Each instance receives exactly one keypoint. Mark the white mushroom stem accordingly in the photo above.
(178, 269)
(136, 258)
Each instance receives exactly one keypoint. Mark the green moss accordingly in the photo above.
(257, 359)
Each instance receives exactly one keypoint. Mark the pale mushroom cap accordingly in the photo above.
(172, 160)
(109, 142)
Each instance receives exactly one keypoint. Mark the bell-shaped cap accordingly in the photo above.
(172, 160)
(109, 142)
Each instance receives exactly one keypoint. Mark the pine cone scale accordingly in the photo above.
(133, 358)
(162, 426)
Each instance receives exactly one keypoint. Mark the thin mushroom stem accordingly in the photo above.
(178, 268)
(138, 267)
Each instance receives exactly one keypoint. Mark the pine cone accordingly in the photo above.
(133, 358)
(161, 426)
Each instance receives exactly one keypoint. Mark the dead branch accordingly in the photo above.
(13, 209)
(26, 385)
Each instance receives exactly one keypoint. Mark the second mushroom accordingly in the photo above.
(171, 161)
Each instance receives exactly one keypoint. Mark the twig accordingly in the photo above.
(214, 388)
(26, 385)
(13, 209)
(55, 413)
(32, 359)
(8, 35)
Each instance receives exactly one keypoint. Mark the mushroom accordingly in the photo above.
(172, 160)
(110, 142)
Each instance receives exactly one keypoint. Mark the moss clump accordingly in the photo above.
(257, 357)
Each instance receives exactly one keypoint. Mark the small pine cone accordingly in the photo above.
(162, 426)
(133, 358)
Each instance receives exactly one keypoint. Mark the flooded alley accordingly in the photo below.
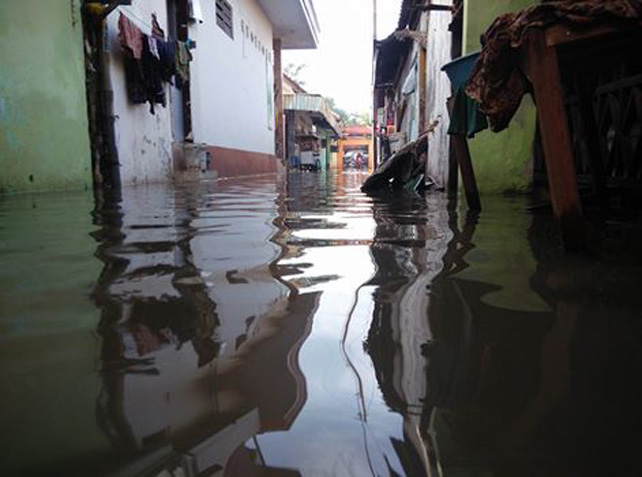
(295, 326)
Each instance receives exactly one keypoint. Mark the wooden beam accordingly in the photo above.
(279, 129)
(543, 70)
(421, 84)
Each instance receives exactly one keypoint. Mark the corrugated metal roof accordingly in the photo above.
(312, 103)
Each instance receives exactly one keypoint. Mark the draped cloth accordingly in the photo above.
(497, 82)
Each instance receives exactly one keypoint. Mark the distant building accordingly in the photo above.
(411, 93)
(355, 146)
(311, 127)
(74, 100)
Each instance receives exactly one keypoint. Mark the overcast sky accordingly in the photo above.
(341, 67)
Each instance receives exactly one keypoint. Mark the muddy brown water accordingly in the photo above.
(298, 327)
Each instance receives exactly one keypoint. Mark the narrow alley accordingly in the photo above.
(320, 238)
(302, 328)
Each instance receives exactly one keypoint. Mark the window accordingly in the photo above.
(224, 17)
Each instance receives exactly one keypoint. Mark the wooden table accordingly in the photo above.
(540, 64)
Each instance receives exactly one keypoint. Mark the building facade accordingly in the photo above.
(412, 92)
(88, 110)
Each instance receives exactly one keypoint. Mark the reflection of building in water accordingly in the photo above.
(511, 388)
(200, 346)
(407, 251)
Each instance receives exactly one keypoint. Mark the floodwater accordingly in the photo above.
(273, 327)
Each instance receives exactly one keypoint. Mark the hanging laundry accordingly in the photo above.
(153, 47)
(136, 90)
(152, 76)
(157, 31)
(183, 58)
(167, 52)
(130, 36)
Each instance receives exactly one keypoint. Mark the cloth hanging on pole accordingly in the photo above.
(130, 36)
(497, 82)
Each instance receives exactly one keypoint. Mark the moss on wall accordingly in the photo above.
(44, 140)
(502, 161)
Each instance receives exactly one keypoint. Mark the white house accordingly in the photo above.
(228, 119)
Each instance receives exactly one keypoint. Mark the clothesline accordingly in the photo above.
(129, 14)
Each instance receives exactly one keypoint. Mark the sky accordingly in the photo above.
(341, 67)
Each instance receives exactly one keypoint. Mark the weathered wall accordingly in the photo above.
(44, 139)
(503, 161)
(409, 121)
(144, 141)
(438, 91)
(233, 80)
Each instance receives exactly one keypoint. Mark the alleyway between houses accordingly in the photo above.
(299, 327)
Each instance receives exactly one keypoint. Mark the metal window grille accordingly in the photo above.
(224, 17)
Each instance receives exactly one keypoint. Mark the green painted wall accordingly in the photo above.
(44, 139)
(502, 161)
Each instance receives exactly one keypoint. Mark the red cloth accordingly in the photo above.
(497, 82)
(131, 38)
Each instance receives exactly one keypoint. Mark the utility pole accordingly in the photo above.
(375, 147)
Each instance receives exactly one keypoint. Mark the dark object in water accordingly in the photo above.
(405, 169)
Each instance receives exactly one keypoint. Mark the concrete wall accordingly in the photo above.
(409, 121)
(144, 141)
(44, 140)
(232, 80)
(503, 162)
(438, 91)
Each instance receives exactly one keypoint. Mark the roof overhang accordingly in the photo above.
(294, 22)
(390, 55)
(316, 106)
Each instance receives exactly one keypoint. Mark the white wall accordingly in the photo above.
(230, 80)
(438, 91)
(144, 141)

****************

*INSTRUCTIONS FOR THE TASK*:
Please output all of the entries exactly as they appear, with no pictures.

*THE ANSWER*:
Each instance receives exactly one keypoint. Mark the white mushroom stem accordingly in the photo above.
(178, 269)
(136, 258)
Each instance receives exactly one keypoint. Mark the green moss accordingly in the photo above.
(257, 359)
Each instance receives exactly one keypoint. Mark the pale mushroom cap accordingly in the photo above.
(172, 160)
(109, 142)
Each instance receives exactly one keypoint. Mark the bell-shaped cap accordingly in the photo above.
(172, 160)
(109, 142)
Each instance receives exactly one keypoint. Mark the pine cone scale accordingly in the photo above.
(133, 358)
(162, 426)
Each instance receives exactly one keypoint. Mark the thin mushroom stem accordingly in the photo above.
(178, 268)
(138, 267)
Each instance receives exactly one keypoint. Mark the pine cone accordingly in the photo above.
(133, 358)
(161, 426)
Each instance receives exactly one keypoint. Mark the dead branch accordingly in the photo above.
(13, 209)
(26, 385)
Each instance receives exactly one keypoint. Mark the second mushroom accordingly in the photo above.
(171, 161)
Each instance receives exactly one keypoint. Mark the twig accordingly in the photo above.
(214, 388)
(26, 385)
(13, 209)
(55, 413)
(32, 359)
(8, 35)
Each instance receives exactly one keypoint. Mark the mushroom accordingly in the photo above.
(172, 160)
(110, 142)
Each instance receives exactly one keypoint. Mark the moss clump accordingly in the photo above.
(257, 357)
Each instance receives exactly one keypoint. Mark the small pine cone accordingly in the photo above.
(162, 426)
(133, 358)
Each instance receives exactly one keypoint. Mark the flooded alley accordingly in the photo below.
(295, 326)
Each instance receives exactly one keypoint. Mark the wooden beam accordingly in the photo above.
(279, 129)
(543, 70)
(421, 84)
Each instance receives exactly one keypoint. Mark the corrugated metal roof accordingly in the photo above.
(312, 103)
Each instance receives exactly one keypoint. Mark the draped cloth accordingly in the photo above.
(497, 82)
Each instance receives exactly one keypoint. Mark the distant building accordingly in the photo above.
(411, 93)
(355, 146)
(311, 127)
(74, 100)
Each instance receives exactly one keypoint. Mark the overcast sky accordingly in the photo above.
(341, 67)
Each instance receives exactly one keypoint. Mark the muddy brown water accordingly in the photo above.
(298, 327)
Each instance receives exactly one keypoint. Mark the narrow alley accordingly in the photo above.
(320, 238)
(302, 328)
Each instance receives exactly one keypoint. Mark the window accordingly in the photo above.
(224, 17)
Each instance receives exactly one keypoint. Mark the wooden table accordingly in the photo above.
(540, 64)
Each instance receives exactly one keypoint. Mark the building facade accordingly in the photo above.
(412, 92)
(88, 110)
Each instance receives exactly one keypoint. Mark the reflection of building in water accordingly in the photo above.
(511, 388)
(200, 346)
(407, 251)
Each instance receives exactly one keypoint. Mark the floodwater accordingly in the photo above.
(273, 327)
Each instance receives exactly one keypoint. Mark the hanging laundry accordingly in the photo above.
(153, 47)
(136, 90)
(152, 76)
(157, 31)
(183, 58)
(167, 52)
(130, 36)
Each instance receives exactly one keypoint. Mark the cloth hanging on pole accordingly in the photo above.
(130, 36)
(497, 82)
Each instance receives exactly one keypoint. Mark the moss on wall accordingly in the photo above.
(44, 140)
(502, 161)
Each instance receives exactly one keypoint. Mark the white house accordingly in the photo above.
(228, 119)
Each instance receives exactly one keypoint. Mark the clothesline accordingly in the photo above.
(129, 14)
Each instance receives exactly one keypoint. Mark the sky accordingly in the photo above.
(341, 67)
Each instance receives exactly one keypoint. Mark the weathered wall accordingly in the photo above.
(44, 139)
(503, 161)
(409, 121)
(144, 141)
(438, 91)
(233, 80)
Each instance receives exactly one keypoint. Mark the alleyway between houses accordingly in the photo above.
(299, 327)
Each instance receives exactly one keypoint. Mark the metal window grille accordingly in the photo above.
(224, 17)
Each instance receives exactly one keypoint. Mark the green painted wall accordingly in the photo above.
(44, 139)
(502, 161)
Each instance receives exactly one keypoint. Mark the red cloth accordingly in the photo above.
(497, 82)
(131, 38)
Each instance receives exactly one keypoint. Mark the utility pole accordingly in the photo above.
(375, 147)
Each instance receives exactly one keypoint. Mark the dark object in water accordingly in the photo above.
(405, 169)
Each instance receives exactly one keypoint. Mark the concrete wall accordingly in the photo above.
(409, 121)
(144, 141)
(44, 140)
(232, 80)
(503, 162)
(438, 91)
Each instance receives exactly one keypoint. Mark the roof overhang accordingly in the photo above.
(294, 22)
(390, 55)
(316, 106)
Each instance receives exactly one keypoint. Mark the white wall accordingly in the photo above.
(230, 80)
(438, 91)
(144, 141)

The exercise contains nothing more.